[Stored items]
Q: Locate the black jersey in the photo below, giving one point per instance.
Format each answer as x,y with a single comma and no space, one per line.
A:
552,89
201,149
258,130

## WORK INSTRUCTION
Each record above should be restated word for word.

## OUTPUT FOR THIS TASK
Q: Locate the black jersey in the photo below, giving one point per instance.
Format each answer as x,y with a single comma and no space, one per line.
A:
552,89
201,149
258,130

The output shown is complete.